Your task:
Quote the listing below in its entirety, omitting every image.
----- Items
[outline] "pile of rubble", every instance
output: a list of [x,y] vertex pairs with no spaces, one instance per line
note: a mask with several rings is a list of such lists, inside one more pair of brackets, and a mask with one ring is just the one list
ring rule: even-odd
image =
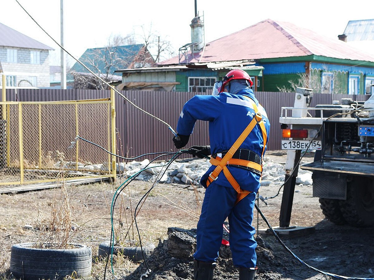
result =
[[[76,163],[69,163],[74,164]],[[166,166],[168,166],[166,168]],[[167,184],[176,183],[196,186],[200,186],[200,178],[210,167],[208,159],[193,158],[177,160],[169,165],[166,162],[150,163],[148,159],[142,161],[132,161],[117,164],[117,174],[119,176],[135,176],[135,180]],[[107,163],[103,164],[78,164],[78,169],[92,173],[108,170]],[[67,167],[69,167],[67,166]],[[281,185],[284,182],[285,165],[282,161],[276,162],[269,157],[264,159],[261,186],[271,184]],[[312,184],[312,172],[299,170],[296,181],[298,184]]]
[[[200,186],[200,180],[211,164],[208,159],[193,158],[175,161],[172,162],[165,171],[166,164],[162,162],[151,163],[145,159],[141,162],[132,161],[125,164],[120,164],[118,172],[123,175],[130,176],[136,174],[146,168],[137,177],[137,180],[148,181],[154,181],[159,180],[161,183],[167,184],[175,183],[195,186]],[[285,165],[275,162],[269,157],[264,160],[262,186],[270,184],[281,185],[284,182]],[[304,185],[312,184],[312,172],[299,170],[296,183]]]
----------
Task response:
[outline] "pile of rubble", every instance
output: a list of [x,y] vertex pairs with no spaces, one instance per line
note: a mask with several rings is a list of such lists, inside one more pair of brackets, and a mask with one ring is just the one list
ring rule: even-odd
image =
result =
[[[76,163],[69,163],[74,164]],[[166,166],[168,166],[166,168]],[[167,184],[176,183],[196,186],[200,186],[200,178],[210,167],[208,159],[193,158],[177,160],[169,165],[166,162],[150,163],[148,159],[142,161],[132,161],[117,164],[117,174],[119,176],[135,176],[135,180]],[[107,163],[103,164],[78,164],[78,169],[92,173],[108,170]],[[67,167],[69,167],[67,166]],[[281,185],[284,182],[285,165],[282,161],[276,162],[269,157],[264,159],[261,186],[271,184]],[[312,184],[312,172],[299,170],[296,181],[298,184]]]
[[[200,186],[200,180],[211,164],[208,159],[193,158],[175,161],[172,162],[165,171],[166,164],[162,162],[151,163],[145,159],[141,162],[132,161],[125,164],[120,164],[118,172],[123,175],[130,176],[136,174],[146,168],[137,177],[137,180],[148,181],[154,181],[159,180],[161,183],[167,184],[175,183],[195,186]],[[285,165],[275,162],[269,157],[264,160],[262,186],[270,184],[281,185],[284,182]],[[304,185],[312,184],[312,172],[299,170],[296,183]]]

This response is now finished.